━━━━━ DATA

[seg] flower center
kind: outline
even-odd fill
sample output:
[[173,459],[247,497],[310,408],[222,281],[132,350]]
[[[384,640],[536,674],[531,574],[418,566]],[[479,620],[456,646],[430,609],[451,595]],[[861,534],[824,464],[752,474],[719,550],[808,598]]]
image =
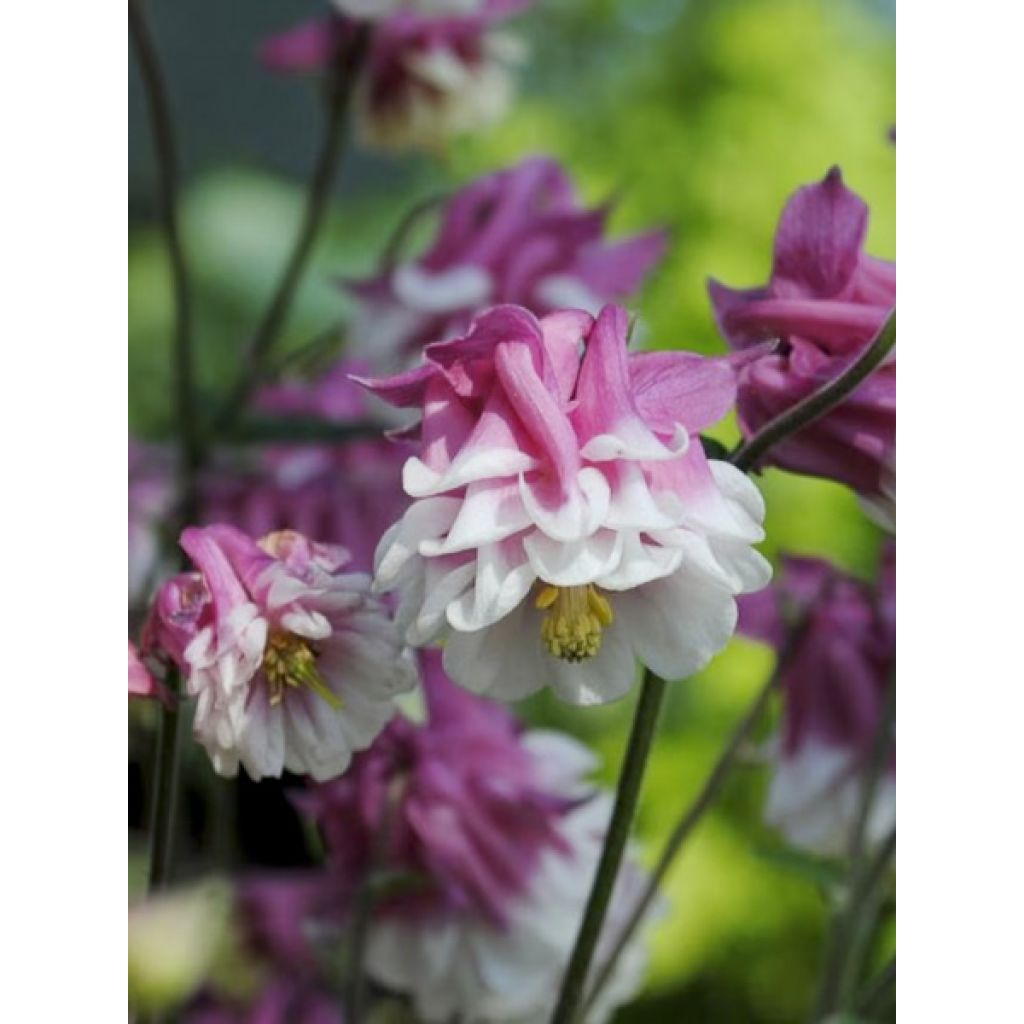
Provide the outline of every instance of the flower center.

━━━━━━━━━━

WHAT IS BEING ASKED - Arrange the entries above as a JSON list of strings with one string per line, leaving out blank lines and any line that stands for a picture.

SOLUTION TO THE PROBLEM -
[
  "[seg] flower center",
  "kind: outline",
  "even-odd fill",
  "sample output:",
  "[[173,459],[247,497],[310,408],[222,281],[132,350]]",
  "[[[384,640],[536,674],[531,574],[418,566]],[[479,620],[456,646],[430,609],[451,595]],[[861,534],[824,464],[752,474],[719,550],[808,598]]]",
  "image =",
  "Provide the outline of every instance of the flower center."
]